Goal of the exercise: Show every line in the material below in which the string "tree" appears.

Available data:
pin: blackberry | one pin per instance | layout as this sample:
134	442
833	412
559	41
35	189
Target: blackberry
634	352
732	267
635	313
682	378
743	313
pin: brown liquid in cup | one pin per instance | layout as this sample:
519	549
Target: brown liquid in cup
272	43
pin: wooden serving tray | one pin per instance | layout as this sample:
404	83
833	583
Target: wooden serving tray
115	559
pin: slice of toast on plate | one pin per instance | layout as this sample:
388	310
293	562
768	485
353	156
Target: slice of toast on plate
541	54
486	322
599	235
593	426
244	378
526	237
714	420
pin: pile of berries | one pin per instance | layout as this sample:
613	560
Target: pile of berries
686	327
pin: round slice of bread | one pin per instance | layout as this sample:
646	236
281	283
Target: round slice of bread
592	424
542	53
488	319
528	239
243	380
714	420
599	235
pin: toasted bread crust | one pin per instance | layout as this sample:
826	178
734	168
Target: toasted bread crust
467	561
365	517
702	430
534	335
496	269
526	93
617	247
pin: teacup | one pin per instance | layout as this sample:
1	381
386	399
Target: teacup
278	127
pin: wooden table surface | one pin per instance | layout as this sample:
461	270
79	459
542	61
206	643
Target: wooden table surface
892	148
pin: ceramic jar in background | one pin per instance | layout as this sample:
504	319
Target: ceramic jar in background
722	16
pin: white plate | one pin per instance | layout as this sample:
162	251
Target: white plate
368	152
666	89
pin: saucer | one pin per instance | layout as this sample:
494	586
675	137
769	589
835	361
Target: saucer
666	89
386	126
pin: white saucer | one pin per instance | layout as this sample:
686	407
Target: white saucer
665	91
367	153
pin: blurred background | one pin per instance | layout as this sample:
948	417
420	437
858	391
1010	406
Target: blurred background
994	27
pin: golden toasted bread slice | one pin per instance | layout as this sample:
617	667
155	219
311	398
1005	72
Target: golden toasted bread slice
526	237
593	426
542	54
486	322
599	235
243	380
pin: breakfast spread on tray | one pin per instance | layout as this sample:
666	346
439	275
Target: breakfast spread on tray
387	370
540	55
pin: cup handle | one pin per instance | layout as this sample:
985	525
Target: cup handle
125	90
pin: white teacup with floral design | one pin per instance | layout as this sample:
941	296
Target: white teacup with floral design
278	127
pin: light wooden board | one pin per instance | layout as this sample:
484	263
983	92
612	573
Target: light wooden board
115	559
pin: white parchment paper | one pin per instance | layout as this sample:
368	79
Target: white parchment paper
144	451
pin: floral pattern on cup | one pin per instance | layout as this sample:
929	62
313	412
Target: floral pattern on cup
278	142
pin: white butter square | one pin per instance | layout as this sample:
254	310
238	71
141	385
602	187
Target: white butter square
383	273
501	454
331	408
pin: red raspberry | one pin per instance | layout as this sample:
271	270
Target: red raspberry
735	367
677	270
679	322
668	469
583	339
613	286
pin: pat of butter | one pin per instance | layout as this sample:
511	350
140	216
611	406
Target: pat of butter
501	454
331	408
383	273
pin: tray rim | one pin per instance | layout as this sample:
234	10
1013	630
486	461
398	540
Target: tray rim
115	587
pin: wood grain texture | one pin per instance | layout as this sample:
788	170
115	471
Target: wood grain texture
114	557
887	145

* * *

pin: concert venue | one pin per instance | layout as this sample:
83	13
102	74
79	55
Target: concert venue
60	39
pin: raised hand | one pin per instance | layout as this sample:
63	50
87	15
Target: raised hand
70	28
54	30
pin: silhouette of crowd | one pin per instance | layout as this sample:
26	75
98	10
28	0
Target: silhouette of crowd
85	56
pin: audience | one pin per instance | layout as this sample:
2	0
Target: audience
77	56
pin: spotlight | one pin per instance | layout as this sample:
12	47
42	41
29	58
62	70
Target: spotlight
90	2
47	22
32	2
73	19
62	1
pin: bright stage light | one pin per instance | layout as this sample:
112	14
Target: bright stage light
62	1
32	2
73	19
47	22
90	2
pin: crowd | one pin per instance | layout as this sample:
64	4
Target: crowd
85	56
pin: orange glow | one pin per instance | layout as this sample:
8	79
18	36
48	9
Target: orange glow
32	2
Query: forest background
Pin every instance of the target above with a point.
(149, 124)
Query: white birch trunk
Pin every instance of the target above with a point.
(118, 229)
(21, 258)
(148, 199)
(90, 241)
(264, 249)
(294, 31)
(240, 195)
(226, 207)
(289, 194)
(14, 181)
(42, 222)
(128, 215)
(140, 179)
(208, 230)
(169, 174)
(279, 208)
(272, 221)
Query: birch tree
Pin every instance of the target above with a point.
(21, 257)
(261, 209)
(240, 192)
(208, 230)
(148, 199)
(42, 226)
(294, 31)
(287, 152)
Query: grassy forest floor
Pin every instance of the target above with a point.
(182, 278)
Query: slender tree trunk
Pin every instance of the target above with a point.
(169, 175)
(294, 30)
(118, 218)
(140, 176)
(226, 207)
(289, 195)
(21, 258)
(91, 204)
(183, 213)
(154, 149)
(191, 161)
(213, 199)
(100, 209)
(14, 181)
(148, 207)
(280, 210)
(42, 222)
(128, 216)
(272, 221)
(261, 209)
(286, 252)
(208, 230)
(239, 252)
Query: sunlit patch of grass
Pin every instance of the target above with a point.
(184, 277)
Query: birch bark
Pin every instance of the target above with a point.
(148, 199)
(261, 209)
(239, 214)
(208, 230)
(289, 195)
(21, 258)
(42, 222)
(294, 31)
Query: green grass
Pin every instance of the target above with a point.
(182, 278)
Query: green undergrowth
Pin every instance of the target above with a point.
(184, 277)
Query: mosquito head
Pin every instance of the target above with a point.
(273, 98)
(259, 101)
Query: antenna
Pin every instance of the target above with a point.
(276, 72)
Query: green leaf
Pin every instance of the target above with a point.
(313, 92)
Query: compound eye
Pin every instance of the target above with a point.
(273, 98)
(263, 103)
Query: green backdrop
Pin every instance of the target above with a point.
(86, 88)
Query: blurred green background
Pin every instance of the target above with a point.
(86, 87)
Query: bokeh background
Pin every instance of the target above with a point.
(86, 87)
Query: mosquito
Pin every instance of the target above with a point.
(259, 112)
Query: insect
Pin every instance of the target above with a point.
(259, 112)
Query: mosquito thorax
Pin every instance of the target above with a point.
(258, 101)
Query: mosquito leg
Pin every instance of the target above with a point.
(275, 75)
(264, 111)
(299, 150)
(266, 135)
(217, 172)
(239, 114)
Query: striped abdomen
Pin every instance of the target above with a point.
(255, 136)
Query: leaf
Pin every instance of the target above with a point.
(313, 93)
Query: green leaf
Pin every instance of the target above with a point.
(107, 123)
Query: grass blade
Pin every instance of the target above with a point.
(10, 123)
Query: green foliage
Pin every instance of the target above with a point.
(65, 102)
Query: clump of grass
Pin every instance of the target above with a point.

Result below:
Query: birch tree
Query: slender tree trunk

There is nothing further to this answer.